[[ MATERIAL FOR THIS EXERCISE, beginning ]]

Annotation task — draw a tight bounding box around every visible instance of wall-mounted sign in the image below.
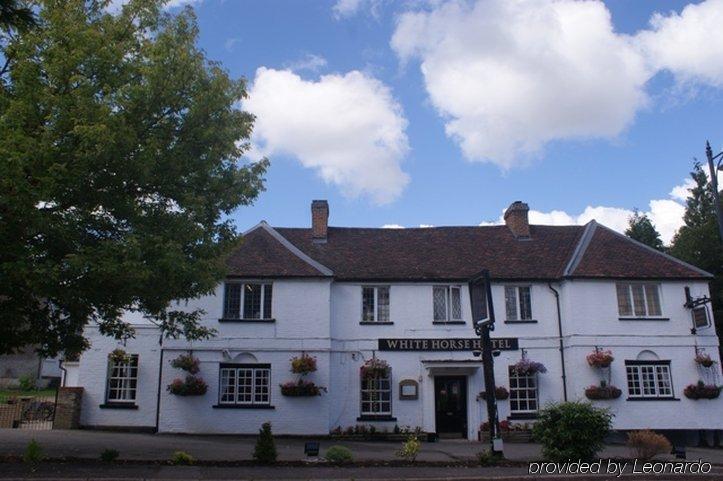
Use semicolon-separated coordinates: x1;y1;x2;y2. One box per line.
378;337;518;352
399;380;419;400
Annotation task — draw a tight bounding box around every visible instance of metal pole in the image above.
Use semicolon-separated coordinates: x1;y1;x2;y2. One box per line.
706;141;723;242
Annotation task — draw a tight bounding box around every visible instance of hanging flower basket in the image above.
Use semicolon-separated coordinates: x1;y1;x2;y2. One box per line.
511;358;547;376
360;358;390;379
584;384;622;400
109;348;131;364
479;386;510;401
683;381;722;400
171;354;200;374
694;353;716;368
586;349;614;368
167;375;208;396
290;353;317;375
280;379;327;397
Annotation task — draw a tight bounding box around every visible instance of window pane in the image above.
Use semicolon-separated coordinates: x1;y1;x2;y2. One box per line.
508;365;537;413
631;285;646;317
243;284;262;319
518;287;532;320
433;287;447;321
377;287;390;322
107;355;138;402
450;287;462;320
505;287;518;320
224;283;242;319
644;284;661;316
360;371;391;415
362;287;375;321
263;284;273;319
616;284;632;316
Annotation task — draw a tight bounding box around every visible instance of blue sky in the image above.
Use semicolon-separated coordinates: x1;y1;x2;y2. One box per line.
174;0;723;243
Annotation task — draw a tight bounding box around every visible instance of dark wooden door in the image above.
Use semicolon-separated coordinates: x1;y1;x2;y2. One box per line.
434;376;467;437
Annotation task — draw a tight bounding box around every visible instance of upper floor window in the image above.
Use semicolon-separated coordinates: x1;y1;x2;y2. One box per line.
616;283;662;318
433;285;462;322
106;354;139;403
505;286;532;321
223;282;273;319
362;286;390;323
219;364;271;406
625;361;673;399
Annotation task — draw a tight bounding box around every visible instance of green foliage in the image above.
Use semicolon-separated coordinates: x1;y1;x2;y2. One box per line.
23;439;43;464
170;451;195;465
625;209;664;251
17;373;36;391
532;402;612;462
478;449;504;466
100;448;119;463
253;422;277;464
0;0;37;33
0;0;268;356
324;445;353;463
396;434;421;463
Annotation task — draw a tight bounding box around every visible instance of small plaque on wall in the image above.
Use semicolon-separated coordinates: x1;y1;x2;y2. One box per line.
399;379;418;400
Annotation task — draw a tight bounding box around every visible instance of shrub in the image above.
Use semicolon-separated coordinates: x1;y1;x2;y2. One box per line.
170;451;195;465
23;439;43;464
587;349;614;368
325;445;353;463
170;354;200;374
478;449;504;466
100;448;119;462
532;402;612;462
291;353;317;374
396;435;421;463
18;374;37;392
253;422;277;464
683;381;722;399
627;430;672;460
167;376;208;396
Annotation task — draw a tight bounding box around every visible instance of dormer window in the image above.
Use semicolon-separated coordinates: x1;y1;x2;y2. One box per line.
433;286;463;323
223;282;273;320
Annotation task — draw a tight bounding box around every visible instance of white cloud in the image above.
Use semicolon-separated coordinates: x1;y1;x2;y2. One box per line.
333;0;383;18
224;37;241;52
669;178;696;202
382;224;405;229
244;68;410;204
392;0;651;168
283;54;328;73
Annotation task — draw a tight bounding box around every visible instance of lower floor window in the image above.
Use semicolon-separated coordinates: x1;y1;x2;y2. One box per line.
509;366;538;413
106;354;139;403
219;364;270;405
361;374;391;415
626;361;673;398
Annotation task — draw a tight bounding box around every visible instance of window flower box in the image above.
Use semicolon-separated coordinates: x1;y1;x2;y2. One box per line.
171;354;200;374
586;349;614;368
360;358;390;379
510;358;546;376
280;379;326;397
479;420;533;443
478;386;509;401
683;381;722;400
694;353;716;368
290;353;317;375
584;384;622;400
167;375;208;396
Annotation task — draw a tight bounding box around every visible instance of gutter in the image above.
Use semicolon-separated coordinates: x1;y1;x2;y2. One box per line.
548;283;568;402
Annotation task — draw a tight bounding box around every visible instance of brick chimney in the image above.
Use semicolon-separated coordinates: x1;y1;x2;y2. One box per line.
311;200;329;242
504;201;530;239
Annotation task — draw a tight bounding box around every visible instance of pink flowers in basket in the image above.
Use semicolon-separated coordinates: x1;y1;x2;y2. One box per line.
510;358;547;376
586;349;614;368
360;358;390;379
694;353;716;368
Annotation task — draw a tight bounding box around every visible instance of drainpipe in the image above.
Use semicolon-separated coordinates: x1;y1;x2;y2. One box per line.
548;283;568;402
155;335;164;433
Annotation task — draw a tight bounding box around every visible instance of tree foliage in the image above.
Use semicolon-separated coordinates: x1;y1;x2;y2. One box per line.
625;209;664;251
669;162;723;335
0;0;268;356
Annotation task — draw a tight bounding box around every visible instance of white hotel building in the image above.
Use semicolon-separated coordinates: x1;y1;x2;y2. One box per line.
64;200;723;441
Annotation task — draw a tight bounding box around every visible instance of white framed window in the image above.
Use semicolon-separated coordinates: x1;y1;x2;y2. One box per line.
223;282;273;319
219;364;271;405
106;355;139;403
616;283;662;318
625;361;673;399
362;286;390;322
505;286;532;321
361;371;392;415
433;285;463;322
509;366;538;414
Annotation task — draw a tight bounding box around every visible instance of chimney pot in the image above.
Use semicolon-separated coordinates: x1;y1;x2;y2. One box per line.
311;200;329;242
504;201;530;239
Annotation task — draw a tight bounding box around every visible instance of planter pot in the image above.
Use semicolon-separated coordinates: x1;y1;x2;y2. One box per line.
584;385;622;400
684;382;722;400
280;381;326;397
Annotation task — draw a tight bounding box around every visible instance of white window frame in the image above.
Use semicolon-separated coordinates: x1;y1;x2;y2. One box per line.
616;283;663;318
360;370;392;416
106;355;139;403
219;364;271;406
505;285;533;321
223;282;273;320
433;285;463;322
361;285;390;323
625;362;673;399
508;366;538;414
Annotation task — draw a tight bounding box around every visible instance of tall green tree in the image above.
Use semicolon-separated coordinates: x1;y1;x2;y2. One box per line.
670;162;723;335
625;209;664;251
0;0;36;33
0;0;268;356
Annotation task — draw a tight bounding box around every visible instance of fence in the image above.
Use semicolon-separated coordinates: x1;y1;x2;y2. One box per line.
0;391;57;430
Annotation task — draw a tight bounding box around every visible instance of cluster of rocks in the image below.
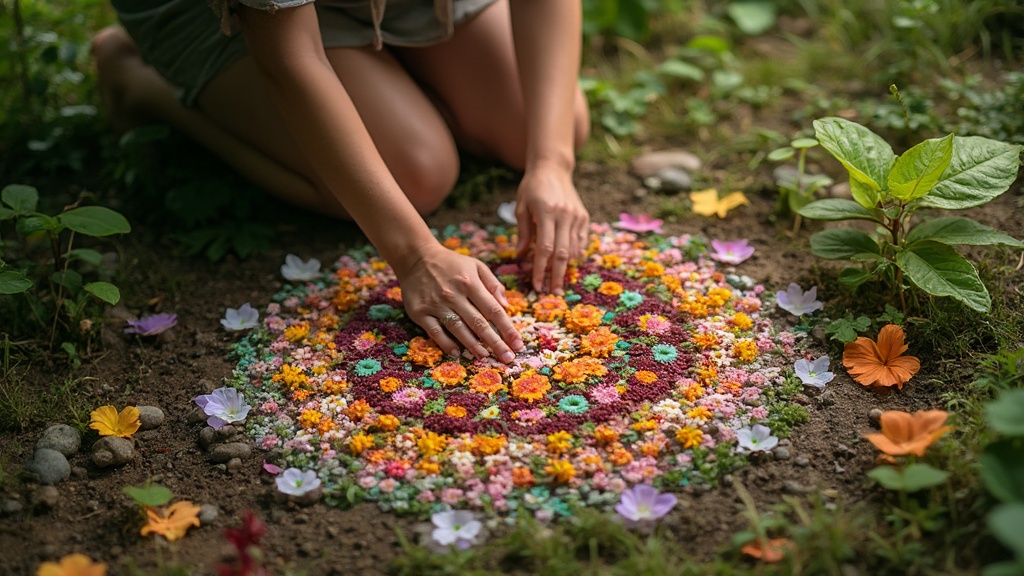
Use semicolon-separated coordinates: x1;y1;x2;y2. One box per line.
631;149;702;196
198;423;251;473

[[ MATERIAL FOR THIS EXERCISE, end ]]

WORK REQUIRED:
Report every line of the entries that carries the word "basket".

WRITTEN SOLUTION:
Annotation task — draw a tight bounding box around every visible instance of hanging flower basket in the image above.
Annotation task — draw a tight bounding box around every visible instance of pink flowers in basket in the image above.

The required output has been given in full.